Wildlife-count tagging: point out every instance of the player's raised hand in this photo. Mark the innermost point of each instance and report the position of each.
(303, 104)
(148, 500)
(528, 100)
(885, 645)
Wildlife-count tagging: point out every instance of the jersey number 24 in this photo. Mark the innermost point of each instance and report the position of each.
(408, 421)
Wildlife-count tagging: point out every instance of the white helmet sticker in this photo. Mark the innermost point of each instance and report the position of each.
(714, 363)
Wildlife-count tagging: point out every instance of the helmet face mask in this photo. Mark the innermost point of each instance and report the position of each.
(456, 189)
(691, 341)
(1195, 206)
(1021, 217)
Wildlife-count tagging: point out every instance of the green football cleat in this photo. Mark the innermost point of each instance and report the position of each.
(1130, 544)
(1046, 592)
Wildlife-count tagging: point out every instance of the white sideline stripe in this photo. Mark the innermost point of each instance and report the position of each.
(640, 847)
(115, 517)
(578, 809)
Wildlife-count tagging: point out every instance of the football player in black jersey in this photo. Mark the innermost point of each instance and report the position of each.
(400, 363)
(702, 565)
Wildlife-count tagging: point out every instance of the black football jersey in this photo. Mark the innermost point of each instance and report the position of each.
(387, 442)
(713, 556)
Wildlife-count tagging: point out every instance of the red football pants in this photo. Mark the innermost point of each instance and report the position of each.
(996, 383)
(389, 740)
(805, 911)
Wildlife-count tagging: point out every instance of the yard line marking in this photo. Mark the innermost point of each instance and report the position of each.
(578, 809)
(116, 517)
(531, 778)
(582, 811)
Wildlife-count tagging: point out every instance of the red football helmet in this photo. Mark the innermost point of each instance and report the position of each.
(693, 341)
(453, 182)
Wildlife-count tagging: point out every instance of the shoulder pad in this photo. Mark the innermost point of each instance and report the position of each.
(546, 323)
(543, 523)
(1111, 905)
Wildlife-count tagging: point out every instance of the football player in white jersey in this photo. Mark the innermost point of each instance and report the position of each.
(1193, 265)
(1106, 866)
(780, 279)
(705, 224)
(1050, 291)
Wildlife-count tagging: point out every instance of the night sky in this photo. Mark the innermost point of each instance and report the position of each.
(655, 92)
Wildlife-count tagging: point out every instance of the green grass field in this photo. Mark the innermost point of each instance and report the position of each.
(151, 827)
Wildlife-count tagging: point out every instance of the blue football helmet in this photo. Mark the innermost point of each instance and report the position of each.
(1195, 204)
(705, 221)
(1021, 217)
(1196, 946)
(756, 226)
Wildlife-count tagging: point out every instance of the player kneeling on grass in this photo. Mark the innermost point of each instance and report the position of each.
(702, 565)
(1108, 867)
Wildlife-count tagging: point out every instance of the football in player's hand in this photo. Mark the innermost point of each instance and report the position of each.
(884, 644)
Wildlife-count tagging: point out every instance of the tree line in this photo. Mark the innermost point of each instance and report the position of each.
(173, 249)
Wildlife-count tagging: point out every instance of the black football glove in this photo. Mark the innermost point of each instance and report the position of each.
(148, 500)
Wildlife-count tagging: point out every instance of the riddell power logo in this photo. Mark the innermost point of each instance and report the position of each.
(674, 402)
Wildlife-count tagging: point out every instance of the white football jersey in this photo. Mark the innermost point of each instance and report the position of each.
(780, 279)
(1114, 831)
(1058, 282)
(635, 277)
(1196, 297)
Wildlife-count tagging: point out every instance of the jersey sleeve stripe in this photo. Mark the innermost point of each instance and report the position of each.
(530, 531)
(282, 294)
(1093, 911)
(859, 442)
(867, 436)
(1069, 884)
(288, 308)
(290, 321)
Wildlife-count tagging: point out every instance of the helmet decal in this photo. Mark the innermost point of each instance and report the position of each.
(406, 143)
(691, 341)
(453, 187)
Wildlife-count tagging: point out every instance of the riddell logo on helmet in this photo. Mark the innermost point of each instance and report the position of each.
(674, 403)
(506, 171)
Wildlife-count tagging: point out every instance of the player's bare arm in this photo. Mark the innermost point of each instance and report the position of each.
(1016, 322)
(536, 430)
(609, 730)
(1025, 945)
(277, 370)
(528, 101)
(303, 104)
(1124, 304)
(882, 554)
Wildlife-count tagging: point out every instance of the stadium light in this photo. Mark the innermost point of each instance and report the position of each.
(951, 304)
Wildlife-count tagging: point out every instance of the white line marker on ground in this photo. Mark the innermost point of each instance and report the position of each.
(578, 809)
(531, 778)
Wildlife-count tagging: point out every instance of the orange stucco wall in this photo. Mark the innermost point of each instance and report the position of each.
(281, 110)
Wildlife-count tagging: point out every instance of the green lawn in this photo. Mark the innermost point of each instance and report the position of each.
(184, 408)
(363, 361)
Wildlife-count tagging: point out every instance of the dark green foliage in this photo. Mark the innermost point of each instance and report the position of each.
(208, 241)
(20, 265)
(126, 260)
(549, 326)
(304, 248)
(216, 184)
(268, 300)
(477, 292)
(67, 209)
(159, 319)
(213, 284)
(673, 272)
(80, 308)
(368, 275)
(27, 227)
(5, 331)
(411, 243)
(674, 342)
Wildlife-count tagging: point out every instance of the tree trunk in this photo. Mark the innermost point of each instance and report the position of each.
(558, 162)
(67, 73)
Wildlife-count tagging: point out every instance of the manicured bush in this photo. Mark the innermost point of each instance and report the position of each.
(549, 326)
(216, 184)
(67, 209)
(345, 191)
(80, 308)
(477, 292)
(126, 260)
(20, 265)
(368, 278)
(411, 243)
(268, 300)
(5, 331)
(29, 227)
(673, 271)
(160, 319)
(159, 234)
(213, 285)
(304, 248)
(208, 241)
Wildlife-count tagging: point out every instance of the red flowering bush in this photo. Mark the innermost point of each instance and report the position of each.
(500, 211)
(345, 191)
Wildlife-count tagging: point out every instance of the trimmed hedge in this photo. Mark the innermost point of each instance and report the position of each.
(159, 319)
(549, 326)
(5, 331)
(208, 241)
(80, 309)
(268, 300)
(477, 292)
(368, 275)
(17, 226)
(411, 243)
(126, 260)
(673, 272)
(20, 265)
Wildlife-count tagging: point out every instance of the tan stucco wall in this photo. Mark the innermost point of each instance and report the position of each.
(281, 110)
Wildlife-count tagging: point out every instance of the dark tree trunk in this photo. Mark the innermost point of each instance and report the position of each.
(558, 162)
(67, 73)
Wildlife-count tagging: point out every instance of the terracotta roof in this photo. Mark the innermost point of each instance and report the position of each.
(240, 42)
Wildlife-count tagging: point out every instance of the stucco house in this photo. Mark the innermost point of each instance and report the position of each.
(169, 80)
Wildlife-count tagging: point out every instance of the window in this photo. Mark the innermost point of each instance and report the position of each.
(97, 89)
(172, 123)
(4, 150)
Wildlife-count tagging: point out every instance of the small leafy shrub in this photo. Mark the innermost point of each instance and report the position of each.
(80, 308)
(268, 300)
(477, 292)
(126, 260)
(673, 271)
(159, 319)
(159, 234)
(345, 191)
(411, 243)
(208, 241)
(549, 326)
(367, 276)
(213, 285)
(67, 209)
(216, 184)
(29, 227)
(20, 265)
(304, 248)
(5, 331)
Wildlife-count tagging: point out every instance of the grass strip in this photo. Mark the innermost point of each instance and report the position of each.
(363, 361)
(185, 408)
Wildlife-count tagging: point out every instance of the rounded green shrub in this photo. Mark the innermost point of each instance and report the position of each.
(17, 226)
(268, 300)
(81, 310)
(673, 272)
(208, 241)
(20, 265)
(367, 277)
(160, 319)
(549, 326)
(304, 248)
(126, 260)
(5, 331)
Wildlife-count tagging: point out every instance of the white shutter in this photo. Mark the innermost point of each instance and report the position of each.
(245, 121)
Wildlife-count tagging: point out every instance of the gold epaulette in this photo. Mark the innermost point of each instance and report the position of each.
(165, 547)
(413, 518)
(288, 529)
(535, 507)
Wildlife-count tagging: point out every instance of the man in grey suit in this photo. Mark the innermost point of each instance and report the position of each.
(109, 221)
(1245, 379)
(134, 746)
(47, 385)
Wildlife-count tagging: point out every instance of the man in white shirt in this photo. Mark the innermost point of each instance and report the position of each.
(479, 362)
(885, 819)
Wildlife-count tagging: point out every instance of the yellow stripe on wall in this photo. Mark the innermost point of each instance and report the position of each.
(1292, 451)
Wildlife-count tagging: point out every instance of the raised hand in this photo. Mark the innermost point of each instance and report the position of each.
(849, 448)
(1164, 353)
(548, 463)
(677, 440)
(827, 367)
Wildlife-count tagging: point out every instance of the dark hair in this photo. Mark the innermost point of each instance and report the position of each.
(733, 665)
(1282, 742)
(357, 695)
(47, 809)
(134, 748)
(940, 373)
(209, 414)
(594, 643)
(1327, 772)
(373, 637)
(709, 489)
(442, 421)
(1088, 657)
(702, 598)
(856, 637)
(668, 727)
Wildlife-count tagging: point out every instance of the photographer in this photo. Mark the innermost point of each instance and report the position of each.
★ ★ ★ ★ ★
TASK.
Take every line from the one containing "Wildlife-count tagging: point out every instance of the raised" to the end of the listing and output it exactly, with nothing else.

ANSWER TO THIS EXERCISE.
Wildlife-count tagging: point out every instance of the raised hand in this photo. Mark the innermost point of each instance and report the position of each.
(849, 448)
(1164, 353)
(548, 463)
(677, 440)
(827, 367)
Wildlife-count tagging: point out every instance of the dark hair in this photo. Mark the innermost point of each instance and report the position of each.
(733, 665)
(1282, 742)
(357, 695)
(47, 809)
(134, 748)
(940, 373)
(209, 414)
(594, 643)
(1327, 772)
(373, 637)
(709, 489)
(442, 421)
(1088, 657)
(702, 598)
(856, 637)
(668, 727)
Wildlife-count tagging: point out every instance of the photographer in this photo. Mark the innermost point of each instance and report the position of each.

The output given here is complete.